==== The data ====
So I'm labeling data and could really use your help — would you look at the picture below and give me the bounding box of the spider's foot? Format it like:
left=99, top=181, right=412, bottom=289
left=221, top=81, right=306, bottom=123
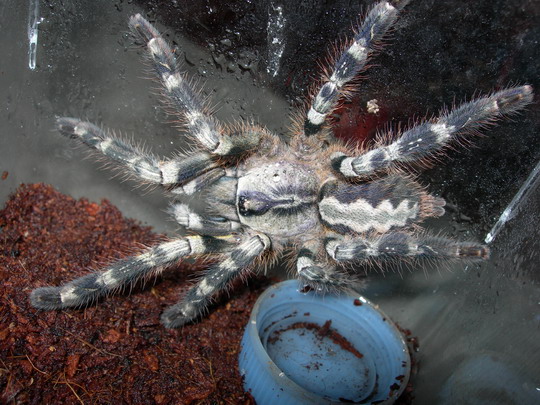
left=495, top=85, right=533, bottom=114
left=160, top=303, right=201, bottom=329
left=30, top=286, right=64, bottom=310
left=456, top=243, right=490, bottom=260
left=56, top=117, right=81, bottom=138
left=298, top=266, right=358, bottom=293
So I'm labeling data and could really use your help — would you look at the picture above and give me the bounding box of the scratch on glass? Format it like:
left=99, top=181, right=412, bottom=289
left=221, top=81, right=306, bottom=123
left=485, top=157, right=540, bottom=244
left=266, top=2, right=286, bottom=77
left=28, top=0, right=41, bottom=70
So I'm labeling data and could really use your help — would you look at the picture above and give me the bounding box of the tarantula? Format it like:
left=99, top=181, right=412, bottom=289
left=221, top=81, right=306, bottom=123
left=30, top=1, right=532, bottom=328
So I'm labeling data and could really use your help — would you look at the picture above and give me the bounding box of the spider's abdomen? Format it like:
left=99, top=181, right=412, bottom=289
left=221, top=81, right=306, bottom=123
left=236, top=162, right=319, bottom=237
left=318, top=175, right=435, bottom=234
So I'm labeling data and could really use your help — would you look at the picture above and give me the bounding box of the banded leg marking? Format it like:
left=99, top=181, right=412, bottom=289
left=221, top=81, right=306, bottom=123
left=332, top=86, right=534, bottom=177
left=160, top=234, right=270, bottom=328
left=58, top=117, right=218, bottom=185
left=129, top=14, right=220, bottom=150
left=158, top=151, right=217, bottom=185
left=57, top=118, right=162, bottom=183
left=305, top=1, right=400, bottom=135
left=30, top=236, right=234, bottom=310
left=129, top=14, right=261, bottom=157
left=326, top=232, right=489, bottom=262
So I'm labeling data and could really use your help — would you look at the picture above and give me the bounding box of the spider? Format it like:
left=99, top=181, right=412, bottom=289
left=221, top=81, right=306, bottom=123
left=30, top=1, right=532, bottom=328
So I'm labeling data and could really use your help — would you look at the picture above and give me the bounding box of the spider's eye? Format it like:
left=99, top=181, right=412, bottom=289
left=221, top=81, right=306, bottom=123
left=238, top=196, right=251, bottom=216
left=237, top=192, right=276, bottom=217
left=238, top=195, right=269, bottom=217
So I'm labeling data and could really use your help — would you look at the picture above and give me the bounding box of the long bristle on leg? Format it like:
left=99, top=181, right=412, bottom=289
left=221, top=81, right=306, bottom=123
left=57, top=118, right=163, bottom=184
left=331, top=85, right=534, bottom=178
left=128, top=14, right=221, bottom=151
left=30, top=236, right=234, bottom=310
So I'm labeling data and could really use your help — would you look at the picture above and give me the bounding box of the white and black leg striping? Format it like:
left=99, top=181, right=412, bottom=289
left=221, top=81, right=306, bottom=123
====
To do:
Retype all entries exactly; omit pictures.

Finished task:
So I'm labeling data and could really use your help — would you look at the picture below and give me the bounding box of the spider's foot? Format it like:
left=99, top=181, right=412, bottom=289
left=221, top=81, right=306, bottom=123
left=495, top=85, right=533, bottom=114
left=160, top=303, right=201, bottom=329
left=30, top=286, right=64, bottom=310
left=456, top=243, right=490, bottom=260
left=56, top=117, right=81, bottom=138
left=298, top=266, right=358, bottom=293
So I'm labeling data and could really use your help — would you look at the picture above and give me the bounding box of the scratch on glass? Format it like:
left=99, top=181, right=412, bottom=289
left=221, top=81, right=306, bottom=123
left=485, top=157, right=540, bottom=244
left=266, top=2, right=286, bottom=77
left=28, top=0, right=41, bottom=70
So I'm labeling data and could really use your help — would you look at the picture above and give me the bounding box of the tarantula? Format it like:
left=99, top=181, right=412, bottom=289
left=221, top=81, right=306, bottom=123
left=30, top=1, right=532, bottom=328
So I'm labeling data and could really use your help — would you look at the picture above and give me the bounding box of the spider's abdomen? Format it like:
left=99, top=181, right=412, bottom=289
left=221, top=81, right=306, bottom=123
left=236, top=162, right=319, bottom=237
left=318, top=175, right=435, bottom=234
So I'm labeling data and could really use your help — would you look at the picture above and give me the bounding box of the banded leg marking? Format it like:
left=99, top=181, right=412, bottom=289
left=221, top=81, right=306, bottom=123
left=332, top=86, right=534, bottom=177
left=160, top=234, right=270, bottom=328
left=58, top=117, right=218, bottom=185
left=129, top=14, right=220, bottom=150
left=158, top=151, right=217, bottom=185
left=57, top=118, right=162, bottom=183
left=305, top=1, right=400, bottom=135
left=30, top=236, right=234, bottom=310
left=129, top=14, right=261, bottom=157
left=326, top=232, right=489, bottom=262
So I'm labeling data and could really use your help — would you look at the picture above and give me the bounding box of the spider? Format it like:
left=99, top=181, right=412, bottom=289
left=221, top=81, right=306, bottom=123
left=30, top=1, right=532, bottom=328
So I'm labeling data and could really use your help — would you look at the picture above and give me the bounding box of the spider's eye? Format it like:
left=99, top=181, right=412, bottom=289
left=221, top=81, right=306, bottom=123
left=238, top=196, right=251, bottom=216
left=237, top=192, right=276, bottom=217
left=238, top=195, right=269, bottom=217
So I'm labeling data and could really use your help — would you look at the picture above and give me the bounding box of the long bristle on leg? Format it like:
left=99, top=181, right=412, bottom=289
left=221, top=81, right=306, bottom=123
left=57, top=118, right=163, bottom=184
left=331, top=85, right=534, bottom=178
left=128, top=14, right=221, bottom=151
left=30, top=236, right=234, bottom=310
So I'm labeling data and could really use your help — would you look at the picture above and give me the bounding box of the white and black leg striping? Format it like:
left=99, top=181, right=412, bottom=289
left=221, top=81, right=306, bottom=123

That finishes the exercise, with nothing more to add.